▶ GOAL
Which lines in the data below contain the word "flower"? Locate every one, treating uppercase and lowercase as different, and copy each of those lines in full.

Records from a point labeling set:
==============================

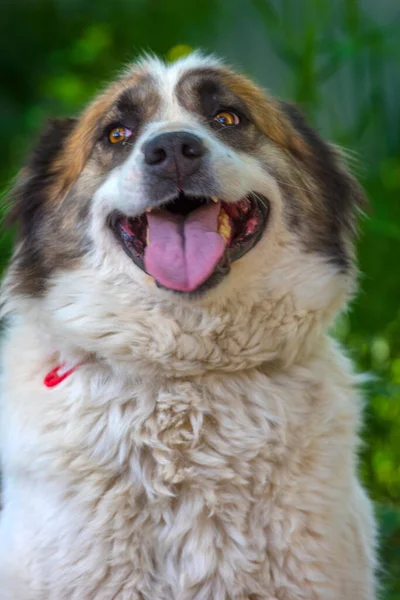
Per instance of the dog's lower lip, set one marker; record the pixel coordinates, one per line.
(241, 226)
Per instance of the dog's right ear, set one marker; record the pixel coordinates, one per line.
(35, 180)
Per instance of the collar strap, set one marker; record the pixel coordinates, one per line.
(58, 374)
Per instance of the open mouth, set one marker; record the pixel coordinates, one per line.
(191, 241)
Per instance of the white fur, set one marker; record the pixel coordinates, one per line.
(204, 450)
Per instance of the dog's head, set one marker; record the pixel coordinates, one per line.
(184, 193)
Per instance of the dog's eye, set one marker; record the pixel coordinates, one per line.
(119, 134)
(227, 119)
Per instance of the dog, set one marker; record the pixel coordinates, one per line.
(177, 423)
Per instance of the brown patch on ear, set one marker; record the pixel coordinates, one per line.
(331, 197)
(266, 112)
(79, 145)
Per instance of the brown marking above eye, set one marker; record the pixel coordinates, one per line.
(227, 118)
(119, 134)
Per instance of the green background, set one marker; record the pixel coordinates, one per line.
(339, 59)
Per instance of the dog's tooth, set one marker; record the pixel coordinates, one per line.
(224, 226)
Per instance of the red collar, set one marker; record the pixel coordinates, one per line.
(58, 374)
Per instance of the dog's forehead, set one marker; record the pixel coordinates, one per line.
(162, 84)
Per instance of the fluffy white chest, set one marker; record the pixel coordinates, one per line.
(167, 489)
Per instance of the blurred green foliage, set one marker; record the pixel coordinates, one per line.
(339, 59)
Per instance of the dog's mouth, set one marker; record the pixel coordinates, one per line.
(188, 240)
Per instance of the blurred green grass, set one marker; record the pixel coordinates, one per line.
(339, 59)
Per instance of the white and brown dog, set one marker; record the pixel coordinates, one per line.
(176, 424)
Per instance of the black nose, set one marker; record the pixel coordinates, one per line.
(175, 154)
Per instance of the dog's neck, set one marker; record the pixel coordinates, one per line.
(185, 341)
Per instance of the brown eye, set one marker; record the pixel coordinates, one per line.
(227, 119)
(119, 134)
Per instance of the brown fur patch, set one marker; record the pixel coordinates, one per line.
(79, 144)
(265, 111)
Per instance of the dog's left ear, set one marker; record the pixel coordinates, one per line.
(341, 194)
(36, 179)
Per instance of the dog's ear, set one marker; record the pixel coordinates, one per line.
(341, 194)
(35, 180)
(327, 164)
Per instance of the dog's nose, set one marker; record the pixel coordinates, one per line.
(175, 154)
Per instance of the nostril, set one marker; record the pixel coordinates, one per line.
(192, 150)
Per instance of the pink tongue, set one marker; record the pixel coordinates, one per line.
(184, 251)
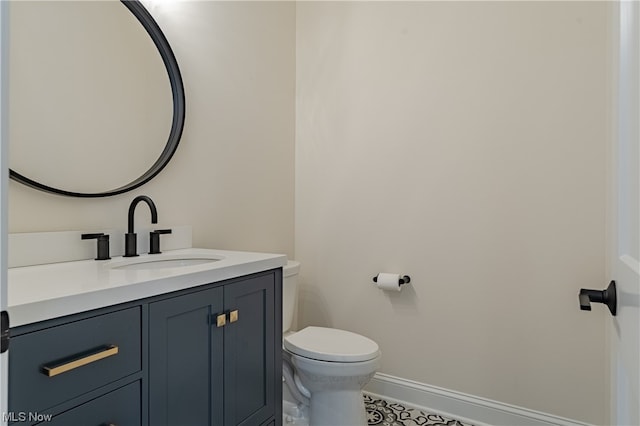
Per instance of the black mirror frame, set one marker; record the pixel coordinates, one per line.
(177, 124)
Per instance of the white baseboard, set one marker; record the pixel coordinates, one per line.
(466, 408)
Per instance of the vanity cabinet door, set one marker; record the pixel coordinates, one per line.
(249, 352)
(213, 357)
(185, 362)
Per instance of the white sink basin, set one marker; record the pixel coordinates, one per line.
(162, 261)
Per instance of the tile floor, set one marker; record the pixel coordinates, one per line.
(386, 413)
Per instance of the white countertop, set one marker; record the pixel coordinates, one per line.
(42, 292)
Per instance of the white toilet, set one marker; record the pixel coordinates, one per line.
(324, 369)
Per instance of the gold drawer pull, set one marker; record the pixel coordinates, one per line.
(84, 359)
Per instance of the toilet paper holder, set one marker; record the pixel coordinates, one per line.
(404, 280)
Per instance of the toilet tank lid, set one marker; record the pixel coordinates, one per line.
(291, 268)
(331, 344)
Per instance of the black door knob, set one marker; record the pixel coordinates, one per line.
(606, 296)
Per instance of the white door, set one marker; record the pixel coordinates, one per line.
(625, 223)
(4, 174)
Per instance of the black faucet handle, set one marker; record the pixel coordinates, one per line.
(154, 240)
(103, 244)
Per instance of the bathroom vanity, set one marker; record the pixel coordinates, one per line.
(189, 337)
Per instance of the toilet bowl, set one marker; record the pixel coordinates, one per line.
(325, 369)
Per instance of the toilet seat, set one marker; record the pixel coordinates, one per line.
(331, 345)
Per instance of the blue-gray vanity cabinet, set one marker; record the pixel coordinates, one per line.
(215, 356)
(120, 407)
(56, 363)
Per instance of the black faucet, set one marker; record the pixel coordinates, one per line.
(130, 238)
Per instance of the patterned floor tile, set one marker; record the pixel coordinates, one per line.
(386, 413)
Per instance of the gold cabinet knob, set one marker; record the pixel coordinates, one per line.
(221, 320)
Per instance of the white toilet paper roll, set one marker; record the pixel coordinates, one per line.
(390, 282)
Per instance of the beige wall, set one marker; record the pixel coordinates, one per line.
(232, 177)
(463, 144)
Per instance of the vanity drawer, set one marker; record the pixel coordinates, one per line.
(121, 407)
(52, 365)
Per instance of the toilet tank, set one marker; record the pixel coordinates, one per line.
(289, 293)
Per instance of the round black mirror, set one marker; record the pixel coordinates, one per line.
(177, 119)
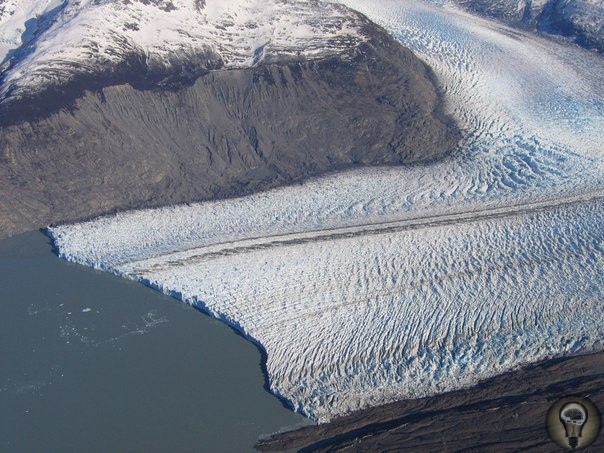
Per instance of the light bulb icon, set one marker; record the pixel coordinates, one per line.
(573, 417)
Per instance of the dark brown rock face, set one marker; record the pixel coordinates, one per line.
(226, 134)
(504, 414)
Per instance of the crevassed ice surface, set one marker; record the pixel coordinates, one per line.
(388, 283)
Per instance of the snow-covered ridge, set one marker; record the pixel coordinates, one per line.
(86, 37)
(387, 283)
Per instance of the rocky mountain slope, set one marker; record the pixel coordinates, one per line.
(198, 99)
(580, 20)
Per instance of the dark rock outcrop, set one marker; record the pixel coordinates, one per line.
(505, 413)
(227, 133)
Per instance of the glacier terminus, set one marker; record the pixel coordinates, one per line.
(377, 284)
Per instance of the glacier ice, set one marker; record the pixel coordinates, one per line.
(379, 284)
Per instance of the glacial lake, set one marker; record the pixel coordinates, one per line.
(94, 362)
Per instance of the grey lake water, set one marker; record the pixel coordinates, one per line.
(92, 362)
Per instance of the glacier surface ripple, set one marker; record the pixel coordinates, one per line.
(379, 284)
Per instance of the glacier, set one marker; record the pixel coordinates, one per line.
(373, 285)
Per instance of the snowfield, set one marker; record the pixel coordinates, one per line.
(379, 284)
(48, 42)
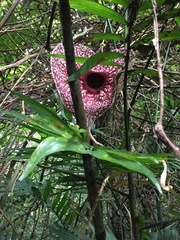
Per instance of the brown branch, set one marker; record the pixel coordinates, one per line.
(18, 63)
(8, 14)
(88, 161)
(159, 130)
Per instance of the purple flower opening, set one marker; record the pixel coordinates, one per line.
(94, 81)
(97, 85)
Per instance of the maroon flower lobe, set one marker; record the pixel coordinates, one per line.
(97, 85)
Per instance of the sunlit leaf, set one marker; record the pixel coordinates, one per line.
(97, 10)
(148, 4)
(175, 13)
(52, 145)
(108, 36)
(37, 107)
(121, 2)
(163, 37)
(125, 161)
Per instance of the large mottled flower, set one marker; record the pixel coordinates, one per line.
(97, 85)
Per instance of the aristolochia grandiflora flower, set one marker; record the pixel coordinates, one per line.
(97, 85)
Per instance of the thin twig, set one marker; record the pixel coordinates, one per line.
(91, 214)
(159, 130)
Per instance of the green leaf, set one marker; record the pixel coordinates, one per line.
(148, 4)
(93, 61)
(128, 162)
(163, 37)
(52, 145)
(108, 36)
(178, 21)
(167, 15)
(37, 107)
(121, 2)
(56, 200)
(47, 191)
(97, 10)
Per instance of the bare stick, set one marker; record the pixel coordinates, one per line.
(8, 14)
(159, 130)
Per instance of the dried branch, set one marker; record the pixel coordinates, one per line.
(159, 130)
(18, 63)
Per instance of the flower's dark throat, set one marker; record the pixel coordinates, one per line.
(95, 81)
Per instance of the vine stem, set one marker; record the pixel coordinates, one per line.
(88, 161)
(159, 130)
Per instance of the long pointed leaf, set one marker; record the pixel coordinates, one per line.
(52, 145)
(97, 9)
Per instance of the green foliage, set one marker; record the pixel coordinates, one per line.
(43, 147)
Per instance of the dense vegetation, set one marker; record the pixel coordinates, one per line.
(54, 184)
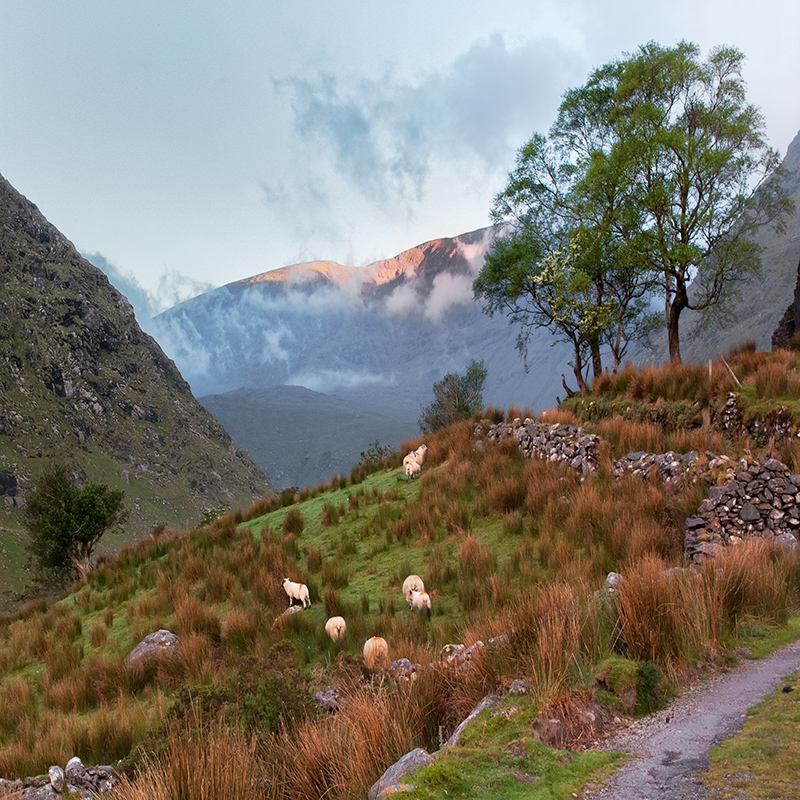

==============================

▶ SOLUTION
Per instance of the purple flower opening, set one marker; record the pixel coordinates, one per line.
Per instance of the maroon flower lobe, set one marker; record the pixel coordinates, one per line.
Per instance of the large mottled flower, set one marker; record the pixel coordinates, one per line.
Per instance of the aristolochia grandiflora flower, set one marker; record the pixel coordinates, one per line.
Per instance of the flower's dark throat, set one marker; record the pixel coordinates, one per line.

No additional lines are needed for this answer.